§ Given problem
Please quote all of the material below verbatim, from the first line to the last.

§ Working data

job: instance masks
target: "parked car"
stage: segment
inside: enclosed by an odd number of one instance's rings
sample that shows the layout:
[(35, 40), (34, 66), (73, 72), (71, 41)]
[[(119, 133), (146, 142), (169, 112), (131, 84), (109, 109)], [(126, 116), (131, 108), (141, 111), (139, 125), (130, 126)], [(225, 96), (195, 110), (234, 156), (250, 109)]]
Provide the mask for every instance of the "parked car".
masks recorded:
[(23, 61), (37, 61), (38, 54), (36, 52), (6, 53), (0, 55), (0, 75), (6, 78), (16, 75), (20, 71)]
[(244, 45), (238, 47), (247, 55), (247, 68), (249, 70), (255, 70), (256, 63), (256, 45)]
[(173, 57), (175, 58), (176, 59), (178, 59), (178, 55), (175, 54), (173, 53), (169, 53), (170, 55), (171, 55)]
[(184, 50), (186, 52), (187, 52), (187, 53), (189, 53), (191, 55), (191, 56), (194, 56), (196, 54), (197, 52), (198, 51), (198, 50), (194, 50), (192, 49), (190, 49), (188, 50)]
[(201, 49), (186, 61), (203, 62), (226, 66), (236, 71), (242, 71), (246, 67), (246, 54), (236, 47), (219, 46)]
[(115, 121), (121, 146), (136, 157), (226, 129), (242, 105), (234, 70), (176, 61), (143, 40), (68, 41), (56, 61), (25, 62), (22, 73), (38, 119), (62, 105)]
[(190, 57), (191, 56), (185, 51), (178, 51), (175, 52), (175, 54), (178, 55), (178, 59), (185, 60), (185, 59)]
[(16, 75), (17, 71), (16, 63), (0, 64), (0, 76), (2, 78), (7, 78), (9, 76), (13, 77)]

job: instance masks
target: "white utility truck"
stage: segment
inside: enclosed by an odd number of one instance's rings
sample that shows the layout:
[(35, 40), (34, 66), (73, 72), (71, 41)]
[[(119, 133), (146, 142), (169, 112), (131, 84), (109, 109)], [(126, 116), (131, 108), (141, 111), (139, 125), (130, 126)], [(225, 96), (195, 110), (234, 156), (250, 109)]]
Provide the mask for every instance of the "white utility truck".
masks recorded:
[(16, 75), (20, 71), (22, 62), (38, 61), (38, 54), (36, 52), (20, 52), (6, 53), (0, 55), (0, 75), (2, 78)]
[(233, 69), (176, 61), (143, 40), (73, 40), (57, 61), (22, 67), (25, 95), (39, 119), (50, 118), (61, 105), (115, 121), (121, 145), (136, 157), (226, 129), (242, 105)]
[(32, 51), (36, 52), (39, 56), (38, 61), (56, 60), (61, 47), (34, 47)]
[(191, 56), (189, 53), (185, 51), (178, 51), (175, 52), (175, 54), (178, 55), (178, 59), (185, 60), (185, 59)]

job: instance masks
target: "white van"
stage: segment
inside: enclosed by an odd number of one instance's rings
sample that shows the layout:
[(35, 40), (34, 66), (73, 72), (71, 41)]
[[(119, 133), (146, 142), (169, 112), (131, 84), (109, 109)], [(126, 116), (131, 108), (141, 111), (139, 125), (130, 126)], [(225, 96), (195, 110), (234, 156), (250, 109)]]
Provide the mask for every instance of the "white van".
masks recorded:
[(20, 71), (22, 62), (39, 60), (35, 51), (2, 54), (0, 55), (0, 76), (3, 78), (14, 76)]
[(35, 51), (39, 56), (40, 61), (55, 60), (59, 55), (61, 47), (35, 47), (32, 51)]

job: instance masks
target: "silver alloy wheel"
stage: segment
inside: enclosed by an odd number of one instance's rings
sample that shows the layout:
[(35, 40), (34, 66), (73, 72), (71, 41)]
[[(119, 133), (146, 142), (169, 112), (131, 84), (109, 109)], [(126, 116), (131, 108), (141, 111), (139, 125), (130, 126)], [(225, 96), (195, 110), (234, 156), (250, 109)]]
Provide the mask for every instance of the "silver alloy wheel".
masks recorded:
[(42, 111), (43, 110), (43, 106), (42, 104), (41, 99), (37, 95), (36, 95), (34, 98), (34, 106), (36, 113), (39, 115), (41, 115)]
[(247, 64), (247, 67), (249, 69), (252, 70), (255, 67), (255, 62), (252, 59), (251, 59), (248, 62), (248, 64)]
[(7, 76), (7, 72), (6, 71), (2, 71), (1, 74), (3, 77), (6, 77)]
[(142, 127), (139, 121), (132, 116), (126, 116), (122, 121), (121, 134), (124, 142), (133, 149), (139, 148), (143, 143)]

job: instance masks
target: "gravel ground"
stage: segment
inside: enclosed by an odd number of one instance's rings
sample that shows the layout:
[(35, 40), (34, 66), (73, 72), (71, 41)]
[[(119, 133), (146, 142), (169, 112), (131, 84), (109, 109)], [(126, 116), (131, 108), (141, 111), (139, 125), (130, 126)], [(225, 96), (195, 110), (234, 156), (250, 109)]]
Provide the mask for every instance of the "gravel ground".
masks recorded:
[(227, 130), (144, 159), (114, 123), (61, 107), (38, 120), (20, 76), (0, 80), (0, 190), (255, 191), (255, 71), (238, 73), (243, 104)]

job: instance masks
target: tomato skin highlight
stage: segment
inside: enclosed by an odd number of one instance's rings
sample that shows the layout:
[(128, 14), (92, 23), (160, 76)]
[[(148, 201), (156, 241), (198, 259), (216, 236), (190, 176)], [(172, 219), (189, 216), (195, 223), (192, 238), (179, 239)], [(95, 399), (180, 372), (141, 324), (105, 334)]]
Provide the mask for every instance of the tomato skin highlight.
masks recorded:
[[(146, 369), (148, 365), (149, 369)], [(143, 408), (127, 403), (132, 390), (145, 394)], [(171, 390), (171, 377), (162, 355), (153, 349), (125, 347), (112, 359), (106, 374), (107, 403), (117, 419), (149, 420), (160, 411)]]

§ Response to this task
job: instance masks
target: "parked car"
stage: segment
inside: enclosed by an odd number of one instance's rings
sample that shows the layout:
[(35, 40), (34, 66), (73, 72), (71, 41)]
[[(119, 133), (146, 142), (169, 112), (131, 84), (109, 109)], [(126, 116), (131, 108), (141, 111), (139, 125), (130, 126)], [(225, 96), (195, 110), (234, 156), (250, 109)]]
Provide the mask for every instance of the "parked car".
masks recorded:
[(23, 61), (37, 61), (38, 54), (36, 52), (6, 53), (0, 55), (0, 75), (6, 78), (16, 75), (20, 71)]
[(244, 45), (238, 47), (247, 55), (247, 68), (249, 70), (255, 70), (256, 63), (256, 45)]
[(173, 57), (175, 58), (176, 59), (178, 59), (178, 55), (175, 54), (173, 53), (169, 53), (170, 55), (171, 55)]
[(184, 50), (186, 52), (187, 52), (187, 53), (189, 53), (191, 55), (191, 56), (194, 56), (196, 54), (197, 52), (198, 51), (198, 50), (194, 50), (192, 49), (190, 49), (188, 50)]
[(201, 49), (186, 61), (203, 62), (226, 66), (236, 71), (242, 71), (246, 67), (246, 54), (236, 47), (219, 46)]
[(115, 121), (121, 146), (136, 157), (226, 129), (242, 105), (234, 70), (176, 61), (143, 40), (68, 41), (56, 61), (25, 62), (22, 73), (38, 119), (62, 105)]
[(190, 57), (191, 56), (185, 51), (178, 51), (175, 52), (175, 54), (178, 55), (178, 59), (185, 60), (185, 59)]
[(16, 75), (17, 71), (16, 63), (0, 64), (0, 76), (2, 78), (7, 78), (9, 76), (13, 77)]

job: instance masks
target: "white utility truck"
stage: segment
inside: enclosed by an odd number of one instance's rings
sample that shows the layout:
[(35, 40), (34, 66), (73, 72), (71, 41)]
[[(119, 133), (146, 142), (169, 112), (131, 84), (109, 109)], [(126, 116), (131, 108), (141, 111), (139, 125), (130, 126)], [(225, 96), (195, 110), (234, 156), (250, 109)]]
Provide the mask for every instance of the "white utility truck".
masks recorded:
[(16, 75), (20, 71), (22, 62), (38, 61), (38, 54), (36, 52), (20, 52), (6, 53), (0, 55), (0, 75), (2, 78)]
[(233, 69), (176, 61), (143, 40), (73, 40), (57, 61), (22, 67), (25, 95), (39, 119), (50, 118), (61, 105), (115, 121), (121, 145), (136, 157), (226, 129), (242, 105)]
[(32, 51), (36, 52), (39, 56), (38, 61), (56, 60), (61, 47), (34, 47)]
[(191, 56), (189, 53), (185, 51), (178, 51), (175, 52), (175, 54), (178, 55), (178, 59), (185, 60), (185, 59)]

job: instance masks
target: "white van"
stage: segment
inside: enclosed by an odd number of one instance's rings
sample that shows the layout:
[(35, 40), (34, 66), (73, 72), (71, 41)]
[[(119, 133), (146, 142), (169, 112), (131, 84), (109, 109)], [(126, 116), (131, 108), (141, 111), (139, 125), (130, 126)], [(225, 96), (195, 110), (234, 156), (250, 109)]]
Provide the mask for every instance of the "white van".
masks recorded:
[(20, 71), (22, 62), (39, 60), (35, 51), (2, 54), (0, 55), (0, 76), (3, 78), (14, 76)]
[(35, 51), (39, 56), (40, 61), (55, 60), (59, 55), (61, 47), (35, 47), (32, 51)]

job: instance masks
target: "silver alloy wheel"
stage: segment
inside: enclosed by an odd number of one instance's rings
sample that shows the layout:
[(35, 40), (34, 66), (73, 72), (71, 41)]
[[(119, 133), (146, 142), (169, 112), (131, 84), (109, 109)], [(126, 116), (131, 108), (141, 111), (139, 125), (130, 126)], [(225, 96), (195, 110), (234, 156), (250, 109)]]
Provide the mask for every instance of the "silver alloy wheel".
masks recorded:
[(42, 111), (43, 110), (43, 106), (42, 104), (41, 99), (37, 95), (36, 95), (34, 98), (34, 106), (36, 113), (39, 115), (41, 115)]
[(247, 64), (247, 67), (249, 69), (252, 70), (255, 67), (255, 62), (252, 59), (251, 59), (248, 62), (248, 64)]
[(7, 76), (7, 72), (6, 71), (2, 71), (1, 74), (3, 77), (6, 77)]
[(142, 127), (139, 121), (132, 116), (126, 116), (122, 121), (121, 134), (124, 142), (133, 149), (139, 148), (143, 143)]

job: instance masks
target: "gravel ground"
stage: segment
inside: enclosed by an odd number of one instance's rings
sample that shows the layout:
[(35, 40), (34, 66), (73, 72), (71, 41)]
[[(119, 133), (146, 142), (169, 112), (131, 84), (109, 109)], [(126, 116), (131, 108), (141, 111), (139, 125), (130, 126)], [(225, 96), (195, 110), (234, 156), (250, 109)]]
Provide the mask for every instance of the "gravel ground".
masks recorded:
[(227, 130), (144, 159), (114, 123), (61, 107), (38, 120), (20, 76), (0, 80), (0, 190), (255, 191), (255, 71), (238, 73), (243, 104)]

job: instance masks
target: tomato skin highlight
stage: segment
inside: enclosed by an odd number of one instance's rings
sample that shows the layout:
[(128, 14), (92, 23), (160, 76)]
[[(148, 201), (156, 241), (198, 259), (216, 236), (190, 176)], [(172, 219), (189, 216), (195, 223), (192, 238), (179, 239)], [(95, 399), (180, 372), (141, 324), (105, 334)]]
Provide the mask for every instance of the tomato skin highlight.
masks recorded:
[[(146, 369), (148, 365), (149, 369)], [(143, 408), (127, 403), (132, 390), (145, 394)], [(171, 390), (171, 377), (162, 355), (153, 349), (125, 347), (112, 359), (106, 374), (107, 403), (117, 419), (149, 420), (160, 411)]]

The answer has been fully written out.